+++ EXTRACTED DATA +++

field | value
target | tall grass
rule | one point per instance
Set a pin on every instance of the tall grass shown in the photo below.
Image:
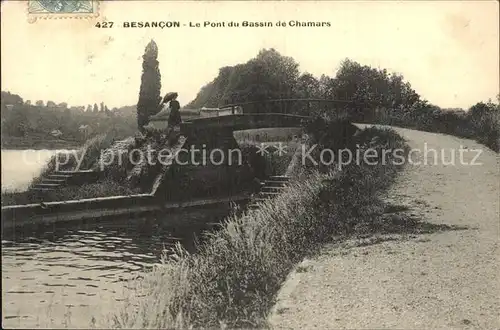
(233, 279)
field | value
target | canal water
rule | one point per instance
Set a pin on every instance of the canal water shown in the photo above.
(67, 276)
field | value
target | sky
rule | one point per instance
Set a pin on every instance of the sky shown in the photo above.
(448, 51)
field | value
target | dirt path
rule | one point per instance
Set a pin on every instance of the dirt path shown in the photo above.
(446, 279)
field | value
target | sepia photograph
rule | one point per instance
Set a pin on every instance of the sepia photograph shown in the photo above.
(250, 165)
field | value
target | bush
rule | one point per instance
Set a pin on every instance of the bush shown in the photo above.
(234, 278)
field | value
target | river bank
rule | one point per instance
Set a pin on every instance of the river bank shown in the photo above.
(435, 265)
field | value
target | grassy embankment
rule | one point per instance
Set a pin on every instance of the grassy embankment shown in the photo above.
(234, 278)
(88, 155)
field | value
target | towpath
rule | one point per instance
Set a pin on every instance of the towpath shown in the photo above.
(443, 279)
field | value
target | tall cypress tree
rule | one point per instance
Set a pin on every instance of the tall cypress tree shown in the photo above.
(149, 93)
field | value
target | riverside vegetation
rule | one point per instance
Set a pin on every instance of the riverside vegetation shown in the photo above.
(234, 277)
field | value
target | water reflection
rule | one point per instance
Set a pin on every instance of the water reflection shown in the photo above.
(85, 269)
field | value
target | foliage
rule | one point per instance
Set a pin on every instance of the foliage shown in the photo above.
(269, 75)
(149, 94)
(233, 279)
(25, 125)
(374, 95)
(102, 188)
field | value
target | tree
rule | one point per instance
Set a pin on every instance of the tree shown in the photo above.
(149, 93)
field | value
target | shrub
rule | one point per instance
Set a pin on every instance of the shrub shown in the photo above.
(233, 279)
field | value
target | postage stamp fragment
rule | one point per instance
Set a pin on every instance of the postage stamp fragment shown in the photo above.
(56, 9)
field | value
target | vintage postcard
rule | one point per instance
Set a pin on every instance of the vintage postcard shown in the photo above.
(263, 165)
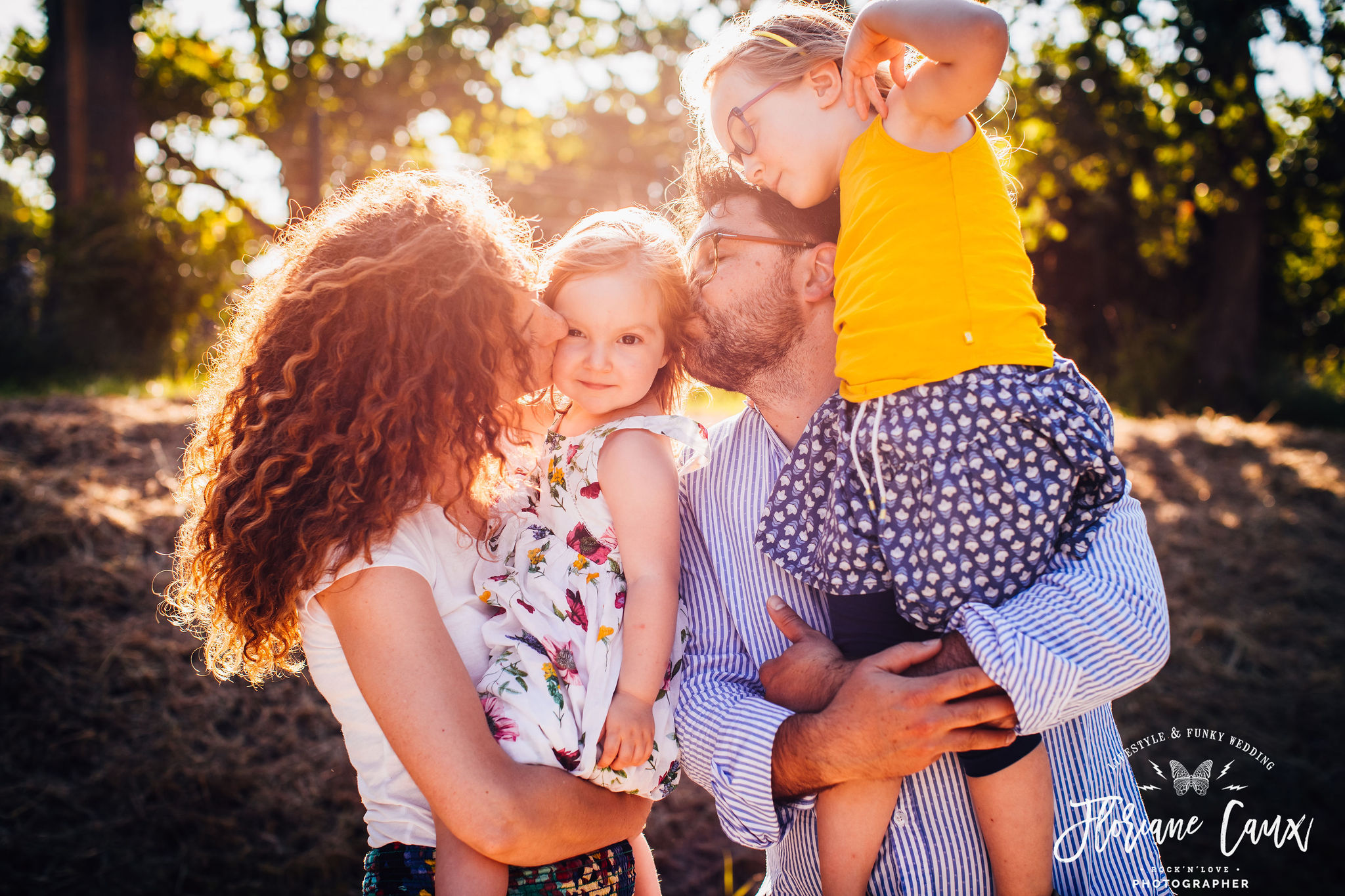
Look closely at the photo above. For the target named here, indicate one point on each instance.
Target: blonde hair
(761, 43)
(817, 32)
(639, 241)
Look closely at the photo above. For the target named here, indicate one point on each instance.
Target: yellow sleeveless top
(933, 278)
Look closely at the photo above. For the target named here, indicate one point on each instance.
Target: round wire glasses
(704, 251)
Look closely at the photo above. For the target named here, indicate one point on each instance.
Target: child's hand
(865, 49)
(628, 733)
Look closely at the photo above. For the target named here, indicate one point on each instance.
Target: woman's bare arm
(418, 691)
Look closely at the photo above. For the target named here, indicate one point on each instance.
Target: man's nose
(753, 171)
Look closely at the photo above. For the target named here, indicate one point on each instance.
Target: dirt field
(127, 771)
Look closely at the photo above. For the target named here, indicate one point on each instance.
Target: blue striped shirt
(1086, 633)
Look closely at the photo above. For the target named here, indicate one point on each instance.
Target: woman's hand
(427, 706)
(628, 733)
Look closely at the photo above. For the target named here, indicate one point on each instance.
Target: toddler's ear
(824, 79)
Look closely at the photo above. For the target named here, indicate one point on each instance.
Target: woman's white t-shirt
(428, 544)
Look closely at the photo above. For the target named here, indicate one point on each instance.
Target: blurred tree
(1157, 205)
(331, 109)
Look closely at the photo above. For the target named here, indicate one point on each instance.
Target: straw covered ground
(127, 771)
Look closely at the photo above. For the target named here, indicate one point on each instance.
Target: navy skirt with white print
(947, 492)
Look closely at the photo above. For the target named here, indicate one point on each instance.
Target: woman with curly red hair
(358, 408)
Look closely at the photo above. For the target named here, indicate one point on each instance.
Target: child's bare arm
(965, 43)
(639, 482)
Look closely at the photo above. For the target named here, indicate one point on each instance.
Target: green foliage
(1183, 228)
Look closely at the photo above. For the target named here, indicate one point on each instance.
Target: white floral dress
(556, 575)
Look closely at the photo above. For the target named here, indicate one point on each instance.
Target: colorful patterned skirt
(409, 870)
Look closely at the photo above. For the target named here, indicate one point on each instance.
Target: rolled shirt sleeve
(1087, 631)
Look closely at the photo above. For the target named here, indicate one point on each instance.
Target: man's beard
(744, 347)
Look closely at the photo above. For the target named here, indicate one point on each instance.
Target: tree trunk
(92, 70)
(1228, 354)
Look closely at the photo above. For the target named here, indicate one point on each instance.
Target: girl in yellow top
(961, 454)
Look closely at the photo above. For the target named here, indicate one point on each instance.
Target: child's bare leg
(646, 875)
(462, 871)
(852, 821)
(1016, 812)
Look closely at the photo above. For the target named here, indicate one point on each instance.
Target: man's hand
(953, 654)
(810, 672)
(885, 725)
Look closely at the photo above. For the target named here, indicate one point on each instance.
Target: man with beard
(770, 714)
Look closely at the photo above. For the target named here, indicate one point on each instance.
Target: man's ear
(822, 273)
(824, 79)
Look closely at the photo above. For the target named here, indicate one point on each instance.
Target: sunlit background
(1180, 195)
(1181, 167)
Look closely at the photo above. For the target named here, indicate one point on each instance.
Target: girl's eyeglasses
(740, 132)
(704, 251)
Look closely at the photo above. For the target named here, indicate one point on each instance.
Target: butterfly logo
(1197, 781)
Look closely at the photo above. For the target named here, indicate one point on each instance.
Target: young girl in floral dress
(962, 453)
(585, 649)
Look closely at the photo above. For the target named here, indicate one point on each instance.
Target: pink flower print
(502, 727)
(563, 657)
(577, 614)
(569, 759)
(583, 542)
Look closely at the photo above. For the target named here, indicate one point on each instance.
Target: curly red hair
(359, 377)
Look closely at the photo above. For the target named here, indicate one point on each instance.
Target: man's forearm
(954, 653)
(798, 765)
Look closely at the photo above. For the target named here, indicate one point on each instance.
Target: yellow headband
(776, 38)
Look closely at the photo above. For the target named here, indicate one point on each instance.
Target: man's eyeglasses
(740, 132)
(704, 251)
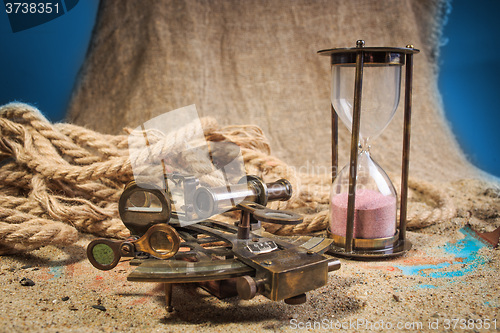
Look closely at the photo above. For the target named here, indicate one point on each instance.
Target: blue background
(39, 66)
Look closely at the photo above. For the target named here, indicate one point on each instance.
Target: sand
(446, 276)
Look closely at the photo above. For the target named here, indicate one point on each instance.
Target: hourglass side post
(406, 146)
(335, 143)
(353, 165)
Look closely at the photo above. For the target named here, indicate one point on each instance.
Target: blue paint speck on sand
(466, 249)
(56, 271)
(426, 286)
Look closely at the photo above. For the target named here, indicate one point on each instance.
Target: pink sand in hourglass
(374, 215)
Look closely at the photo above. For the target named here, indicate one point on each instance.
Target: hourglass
(366, 84)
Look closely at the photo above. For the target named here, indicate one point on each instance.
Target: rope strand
(60, 179)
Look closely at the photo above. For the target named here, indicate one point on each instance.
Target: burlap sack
(255, 62)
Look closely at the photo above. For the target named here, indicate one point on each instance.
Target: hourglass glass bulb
(375, 201)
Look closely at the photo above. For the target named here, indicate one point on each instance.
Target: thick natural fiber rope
(58, 179)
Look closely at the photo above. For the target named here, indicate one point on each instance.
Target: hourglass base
(366, 249)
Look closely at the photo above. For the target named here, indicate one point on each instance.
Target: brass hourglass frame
(359, 57)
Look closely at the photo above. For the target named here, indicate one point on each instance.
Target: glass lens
(103, 254)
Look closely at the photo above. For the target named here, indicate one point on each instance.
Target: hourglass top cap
(371, 55)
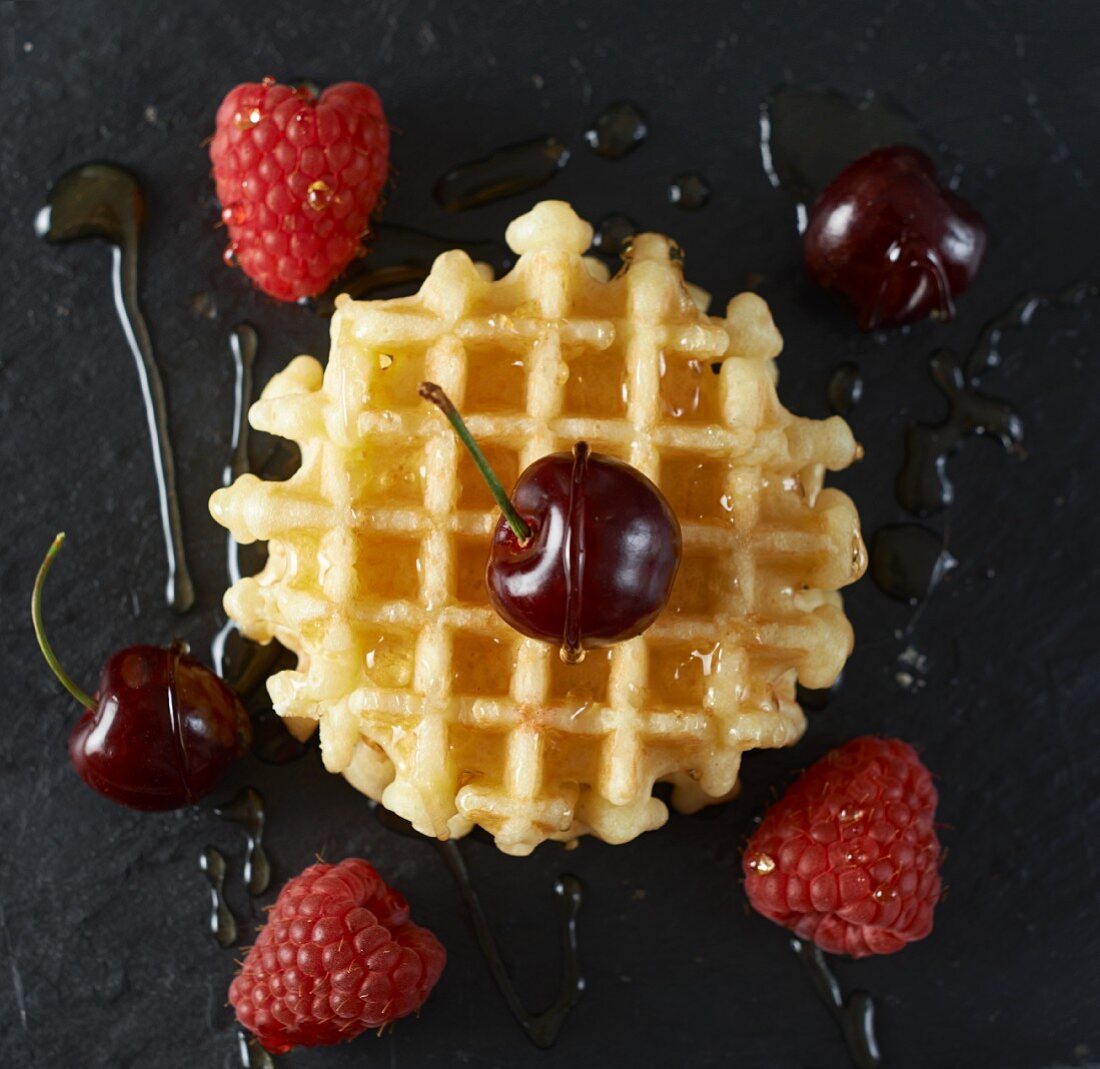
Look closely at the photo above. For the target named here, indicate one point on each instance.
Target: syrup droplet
(855, 1014)
(222, 923)
(614, 234)
(618, 129)
(809, 135)
(246, 808)
(845, 388)
(908, 561)
(504, 173)
(319, 195)
(105, 200)
(541, 1028)
(818, 697)
(252, 1054)
(690, 191)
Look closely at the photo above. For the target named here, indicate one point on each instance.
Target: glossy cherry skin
(892, 240)
(164, 729)
(602, 559)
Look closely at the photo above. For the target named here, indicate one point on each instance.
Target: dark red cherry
(602, 558)
(586, 550)
(162, 728)
(892, 240)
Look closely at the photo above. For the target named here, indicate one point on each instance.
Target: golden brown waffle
(426, 700)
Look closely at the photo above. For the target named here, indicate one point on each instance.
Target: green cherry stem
(435, 394)
(40, 631)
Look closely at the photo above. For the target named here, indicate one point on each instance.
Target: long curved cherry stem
(435, 394)
(40, 631)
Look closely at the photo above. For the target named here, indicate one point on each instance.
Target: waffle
(426, 700)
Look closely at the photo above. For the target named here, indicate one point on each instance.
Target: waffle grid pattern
(427, 701)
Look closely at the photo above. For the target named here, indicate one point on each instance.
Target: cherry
(162, 728)
(892, 240)
(586, 550)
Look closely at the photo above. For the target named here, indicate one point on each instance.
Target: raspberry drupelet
(848, 857)
(337, 957)
(297, 179)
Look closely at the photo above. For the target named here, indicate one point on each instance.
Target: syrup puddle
(541, 1028)
(923, 485)
(105, 200)
(222, 923)
(504, 173)
(809, 135)
(909, 561)
(855, 1014)
(246, 808)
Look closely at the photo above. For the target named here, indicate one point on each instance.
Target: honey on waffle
(426, 700)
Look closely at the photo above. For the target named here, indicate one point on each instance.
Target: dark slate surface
(106, 956)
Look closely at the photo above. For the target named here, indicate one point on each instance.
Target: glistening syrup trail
(244, 664)
(222, 923)
(923, 485)
(809, 135)
(541, 1028)
(855, 1014)
(105, 200)
(243, 343)
(399, 259)
(909, 561)
(246, 808)
(504, 173)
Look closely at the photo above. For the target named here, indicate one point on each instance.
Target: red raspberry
(849, 857)
(297, 179)
(338, 956)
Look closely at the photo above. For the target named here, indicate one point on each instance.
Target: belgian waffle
(426, 700)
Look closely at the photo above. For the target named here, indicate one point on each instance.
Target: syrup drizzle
(105, 200)
(504, 173)
(246, 808)
(855, 1014)
(809, 135)
(909, 561)
(400, 257)
(244, 664)
(541, 1028)
(845, 388)
(619, 128)
(923, 485)
(222, 923)
(690, 191)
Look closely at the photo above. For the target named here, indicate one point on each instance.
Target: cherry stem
(40, 631)
(436, 395)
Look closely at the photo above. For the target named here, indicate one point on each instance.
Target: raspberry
(849, 857)
(338, 956)
(297, 179)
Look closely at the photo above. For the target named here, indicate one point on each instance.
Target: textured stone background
(106, 957)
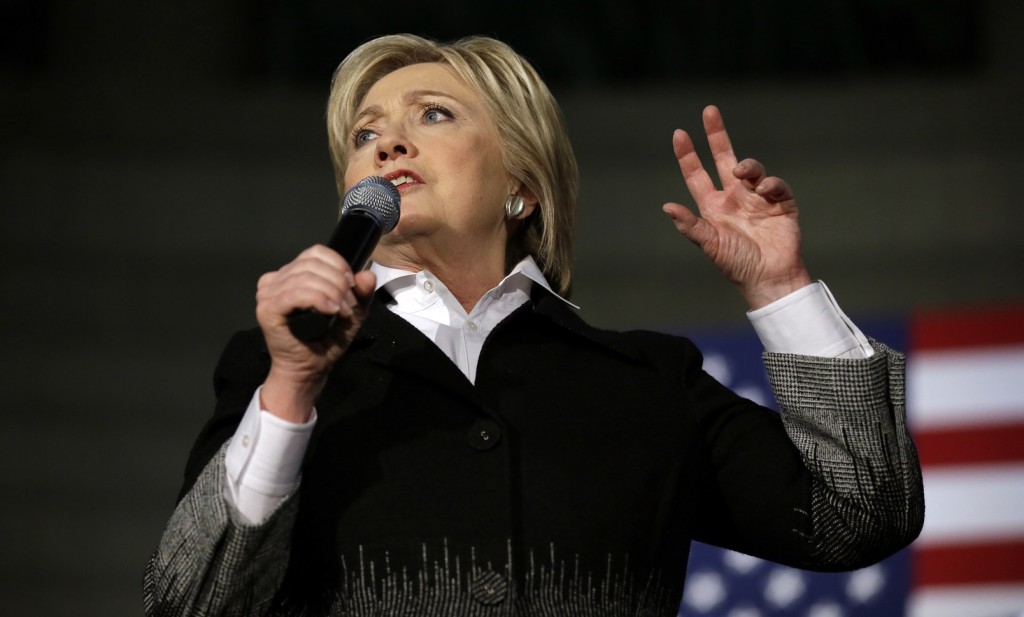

+++

EXERCISE DIRECTIONS>
Count how many lines in the records above contain the string "water", matching case exactly, and reply with only that number.

SOLUTION TO THIS TASK>
4